-- begin LISTED RECORDS --

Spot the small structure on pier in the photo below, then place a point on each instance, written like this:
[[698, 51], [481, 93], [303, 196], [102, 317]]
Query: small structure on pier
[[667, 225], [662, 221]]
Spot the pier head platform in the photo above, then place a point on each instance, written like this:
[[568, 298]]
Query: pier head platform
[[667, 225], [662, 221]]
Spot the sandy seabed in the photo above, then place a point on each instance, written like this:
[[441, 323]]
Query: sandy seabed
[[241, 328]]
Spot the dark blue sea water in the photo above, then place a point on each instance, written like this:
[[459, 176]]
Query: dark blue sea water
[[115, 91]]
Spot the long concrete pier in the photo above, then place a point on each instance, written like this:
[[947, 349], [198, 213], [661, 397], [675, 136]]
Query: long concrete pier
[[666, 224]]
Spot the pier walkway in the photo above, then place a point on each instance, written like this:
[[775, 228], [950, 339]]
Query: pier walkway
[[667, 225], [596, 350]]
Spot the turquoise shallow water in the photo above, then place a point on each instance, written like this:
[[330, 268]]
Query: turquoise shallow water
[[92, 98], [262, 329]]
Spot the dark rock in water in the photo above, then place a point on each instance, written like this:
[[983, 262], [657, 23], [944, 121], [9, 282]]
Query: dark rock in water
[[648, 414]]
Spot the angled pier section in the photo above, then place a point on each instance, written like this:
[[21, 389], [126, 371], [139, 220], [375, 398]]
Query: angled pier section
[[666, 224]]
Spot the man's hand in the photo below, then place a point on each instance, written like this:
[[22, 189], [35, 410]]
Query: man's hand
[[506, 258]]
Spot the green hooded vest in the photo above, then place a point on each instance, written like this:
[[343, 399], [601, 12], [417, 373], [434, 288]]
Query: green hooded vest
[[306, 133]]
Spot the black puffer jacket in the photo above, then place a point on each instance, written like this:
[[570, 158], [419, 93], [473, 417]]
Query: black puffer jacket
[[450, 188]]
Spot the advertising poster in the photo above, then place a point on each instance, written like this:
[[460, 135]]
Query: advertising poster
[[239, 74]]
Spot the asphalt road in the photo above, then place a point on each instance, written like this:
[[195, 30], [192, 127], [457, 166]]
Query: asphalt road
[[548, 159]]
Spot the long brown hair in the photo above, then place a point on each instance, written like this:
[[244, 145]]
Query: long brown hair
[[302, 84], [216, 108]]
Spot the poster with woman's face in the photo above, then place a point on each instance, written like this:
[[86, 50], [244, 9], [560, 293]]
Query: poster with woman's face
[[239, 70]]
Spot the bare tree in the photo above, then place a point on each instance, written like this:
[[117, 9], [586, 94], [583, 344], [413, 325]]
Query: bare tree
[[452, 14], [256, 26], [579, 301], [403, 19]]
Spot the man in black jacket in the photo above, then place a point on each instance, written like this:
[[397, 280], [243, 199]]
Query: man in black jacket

-- end LISTED RECORDS --

▸ WHAT THIS TASK INVOLVES
Reproduce all of the lines above word for word, changing nothing.

▸ WRITTEN SOLUTION
Spot the small structure on pier in the photo below, then place a point on each instance, written like this:
[[698, 51], [481, 93], [303, 196], [102, 317]]
Query: small structure on pier
[[667, 225], [662, 221]]
Spot the pier head platform in the photo above, then place a point on each instance, written like this:
[[568, 298]]
Query: pier head platform
[[667, 225], [662, 221]]
Spot the sandy seabed in the photo above, then place a point on each instance, written like this:
[[441, 323]]
Query: sandy seabed
[[241, 328]]
Spot the dark blue sea water in the photo above, then place a point on each instance, written like this:
[[459, 176]]
Query: dark blue sea water
[[115, 91]]
Spot the long concrete pier in the photo above, then place a point on each instance, written like this:
[[947, 349], [198, 213], [661, 397], [675, 136]]
Query: long concrete pier
[[666, 224]]
Spot the pier walkway in the photo above, then place a point on each instance, written like this:
[[775, 228], [950, 339]]
Query: pier walkway
[[667, 225], [596, 350]]
Spot the turquoise shallow water in the photo above, then place a point on each instance, written like this:
[[330, 268]]
Query: turquoise shallow water
[[92, 98], [262, 329]]
Spot the dark rock in water in the photo above, then place a point on each instance, written like this:
[[983, 262], [657, 23], [944, 121], [9, 282]]
Query: dark rock in water
[[648, 414]]
Spot the angled pier section in the photo above, then place a point on each instance, written like this:
[[21, 389], [126, 371], [139, 220], [375, 398]]
Query: angled pier section
[[666, 224]]
Spot the man's hand in the photo below, then place a point on each instance, written like this:
[[22, 189], [35, 410]]
Query: man's hand
[[506, 258]]
Spot the green hooded vest in the photo above, then place a point on each instance, written like this:
[[343, 399], [601, 12], [417, 373], [434, 288]]
Query: green hooded vest
[[306, 133]]
Spot the black puffer jacket in the photo above, then place a point on each instance, written like this:
[[570, 158], [419, 93], [473, 417]]
Query: black puffer jacket
[[450, 188]]
Spot the advertising poster in the photo above, then place a point on each instance, written like this:
[[460, 135]]
Query: advertising poster
[[239, 74]]
Spot the asphalt road in the photo above, then place a point on each instance, written like this:
[[195, 30], [192, 127], [457, 166]]
Query: asphalt road
[[548, 159]]
Spot the long brown hair in the photo above, then place a point on each instance, written like this:
[[244, 145]]
Query: long brown hair
[[302, 84], [216, 108]]
Spot the poster with woman's face in the photo above, then place a point on each instance, written like this:
[[86, 50], [244, 9], [560, 293]]
Query: poster with woman's face
[[239, 70]]
Spot the bare tree in the photo above, then place a point on each instance, written like this:
[[117, 9], [586, 94], [583, 344], [413, 325]]
Query: bare tree
[[452, 14], [256, 26], [579, 301], [403, 19]]
Spot the man in black jacket in the photo above, then place a point on each instance, written like this:
[[397, 280], [243, 199]]
Query: man in black jacket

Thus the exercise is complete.